## BLOC DE TEXTE
============================================================
Cuisine d’été,
haïku
De Philippe Quinta, alias Fitaki Linpé
Illustrations de Shuang Gao
Publié dans "L'écho du haïbun"n° 20, juin 2016
Lorsque Bashô écrivit son célèbre haïku de la
grenouille, il adressait à tous les poètes un clin d’œil pour leur dire combien
il est important de vivre pleinement l’instant présent, si prompt à s’enfuir.
Plongé au cœur de la nature, l’homme prend conscience non seulement de l’harmonie
générale du monde, mais encore de sa proximité avec tout ce qui frémit autour
de lui.
pleine lune –
un crapaud
croise mon
chemin
À l’écoute de ses sens, Fitaki Limpé prend la pleine
mesure du temps qui s’écoule, ponctué par les saisons et les lunaisons, de l’espace
qu’il embrasse dans sa dimension cosmique, de sa place dans un univers organisé
où le silence même est une palpitation de la vie.
============================================================
[Entrées de données]
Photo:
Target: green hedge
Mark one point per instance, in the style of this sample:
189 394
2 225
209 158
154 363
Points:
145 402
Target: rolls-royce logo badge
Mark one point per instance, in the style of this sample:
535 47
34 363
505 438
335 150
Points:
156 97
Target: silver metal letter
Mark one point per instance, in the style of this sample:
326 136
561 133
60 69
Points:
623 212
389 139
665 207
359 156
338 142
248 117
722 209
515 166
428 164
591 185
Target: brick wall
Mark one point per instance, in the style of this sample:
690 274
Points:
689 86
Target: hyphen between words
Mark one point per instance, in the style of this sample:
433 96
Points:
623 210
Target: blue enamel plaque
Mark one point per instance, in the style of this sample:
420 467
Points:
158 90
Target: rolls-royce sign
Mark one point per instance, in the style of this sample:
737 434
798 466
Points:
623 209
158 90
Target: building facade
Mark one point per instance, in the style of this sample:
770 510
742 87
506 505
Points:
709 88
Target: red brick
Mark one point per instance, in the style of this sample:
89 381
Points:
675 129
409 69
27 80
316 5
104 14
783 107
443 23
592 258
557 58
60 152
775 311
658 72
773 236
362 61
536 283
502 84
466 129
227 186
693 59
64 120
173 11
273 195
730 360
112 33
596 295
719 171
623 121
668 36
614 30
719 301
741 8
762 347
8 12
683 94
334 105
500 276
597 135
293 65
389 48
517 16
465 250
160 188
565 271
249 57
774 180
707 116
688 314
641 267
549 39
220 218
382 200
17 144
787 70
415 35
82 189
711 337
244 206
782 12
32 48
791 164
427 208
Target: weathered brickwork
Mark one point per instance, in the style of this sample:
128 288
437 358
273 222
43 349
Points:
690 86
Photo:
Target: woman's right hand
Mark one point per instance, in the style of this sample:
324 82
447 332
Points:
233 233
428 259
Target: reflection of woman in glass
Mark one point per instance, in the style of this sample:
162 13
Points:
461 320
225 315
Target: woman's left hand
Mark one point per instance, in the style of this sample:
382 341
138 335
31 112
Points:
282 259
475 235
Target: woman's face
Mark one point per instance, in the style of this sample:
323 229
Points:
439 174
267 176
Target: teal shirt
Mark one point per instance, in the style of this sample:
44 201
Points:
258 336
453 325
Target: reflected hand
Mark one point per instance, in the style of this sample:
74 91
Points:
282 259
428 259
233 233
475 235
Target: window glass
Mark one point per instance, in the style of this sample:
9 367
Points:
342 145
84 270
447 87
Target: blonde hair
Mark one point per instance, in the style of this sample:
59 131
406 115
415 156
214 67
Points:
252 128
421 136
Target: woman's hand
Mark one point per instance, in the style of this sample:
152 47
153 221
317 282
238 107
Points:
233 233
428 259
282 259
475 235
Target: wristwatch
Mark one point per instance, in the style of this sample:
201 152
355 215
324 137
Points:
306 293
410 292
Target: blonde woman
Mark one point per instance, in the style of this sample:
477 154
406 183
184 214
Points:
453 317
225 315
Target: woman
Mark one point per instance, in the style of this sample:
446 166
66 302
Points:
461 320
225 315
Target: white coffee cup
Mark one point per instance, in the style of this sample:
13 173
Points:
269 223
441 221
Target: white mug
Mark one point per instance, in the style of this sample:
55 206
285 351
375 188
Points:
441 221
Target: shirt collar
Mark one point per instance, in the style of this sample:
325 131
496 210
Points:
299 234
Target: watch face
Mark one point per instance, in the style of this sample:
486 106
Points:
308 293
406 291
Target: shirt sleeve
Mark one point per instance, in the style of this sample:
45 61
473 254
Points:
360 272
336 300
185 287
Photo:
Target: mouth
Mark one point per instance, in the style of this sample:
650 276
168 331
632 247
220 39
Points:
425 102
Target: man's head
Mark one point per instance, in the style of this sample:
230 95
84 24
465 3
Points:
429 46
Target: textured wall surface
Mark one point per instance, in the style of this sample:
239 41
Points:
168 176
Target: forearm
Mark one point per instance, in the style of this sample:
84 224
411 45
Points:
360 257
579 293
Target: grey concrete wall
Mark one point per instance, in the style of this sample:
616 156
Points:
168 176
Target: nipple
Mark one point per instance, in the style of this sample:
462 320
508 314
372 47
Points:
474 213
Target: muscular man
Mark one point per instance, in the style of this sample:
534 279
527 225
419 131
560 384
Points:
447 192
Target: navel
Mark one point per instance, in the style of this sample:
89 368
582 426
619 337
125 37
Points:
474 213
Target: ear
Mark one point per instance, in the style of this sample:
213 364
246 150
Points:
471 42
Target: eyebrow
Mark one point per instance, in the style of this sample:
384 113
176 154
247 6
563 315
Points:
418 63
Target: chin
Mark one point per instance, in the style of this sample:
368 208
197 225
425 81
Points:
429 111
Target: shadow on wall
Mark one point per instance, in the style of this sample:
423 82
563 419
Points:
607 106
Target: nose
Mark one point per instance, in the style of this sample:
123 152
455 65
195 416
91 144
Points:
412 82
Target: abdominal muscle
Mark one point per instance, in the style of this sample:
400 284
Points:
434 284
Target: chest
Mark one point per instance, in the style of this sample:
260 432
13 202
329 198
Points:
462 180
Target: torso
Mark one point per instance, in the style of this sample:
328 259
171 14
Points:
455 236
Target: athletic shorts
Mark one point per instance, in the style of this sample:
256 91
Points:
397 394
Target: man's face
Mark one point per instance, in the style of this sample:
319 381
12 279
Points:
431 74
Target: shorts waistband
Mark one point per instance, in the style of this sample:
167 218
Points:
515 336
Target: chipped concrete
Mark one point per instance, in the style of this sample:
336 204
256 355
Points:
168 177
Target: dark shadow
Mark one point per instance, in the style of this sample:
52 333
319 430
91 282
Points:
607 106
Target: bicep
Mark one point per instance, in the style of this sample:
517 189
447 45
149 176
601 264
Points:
============================================================
## EXERCICES
1) Quelles lignes des entrées contiennent la chaîne « royce » ? Affichez-les toutes.
2) Poursuivez la présentation du recueil de haïkus Cuisine d'été après sa dernière phrase.

## RÉPONSES FOURNIES
1)
Target: rolls-royce logo badge
Target: rolls-royce sign

2)
les yeux
fermés
le bleu du
lac
ne s’en va
pas
Dans Cuisine d’été,
une belle place est accordée aux éléments, magnifiés par la sensibilité du
poète ou le trait de pinceau délicat de Shuang Gao. La terre, l’eau, l’air et le
vent, le feu, l’éther même, se déclinent en huit volets : Rivière et lac, Quelle chaleur !, Plus
fort les cigales, Vent d’août… Chaque mouvement, à l’exception d’Une journée d’été avec un ami, s’ouvre sur
un bref haïbun, introduction explicative et poétique, souvent exprimée sur le
ton de la confidence, invitant à partager une escapade estivale et à savourer des
bonheurs authentiques.
Nous partons
pour une aventureuse traversée de 12 jours. Je sais que la fatigue n’épargnera
personne et qu’elle deviendra une fidèle compagne pour chacun de nous mais en
compensation nous aurons, je le sais, de beaux moments de grâce. (Cuisine d’été)
Il
est bon de suivre Fitaki Linpé dans les endroits les plus secrets, loin du
brouhaha futile d’un monde en perte de repères, où certains hommes « ne
savent plus danser le soir au clair de lune, […] ne savent plus marcher sur la chair
de leurs pieds, […] ne savent plus conter les contes aux veillées »1.
Ah ce bord de
Truyère habité de silence et de fraîcheur ! le propriétaire de la rive en cède
la jouissance aux quelques habitants du hameau, pour la plupart déjà vieux.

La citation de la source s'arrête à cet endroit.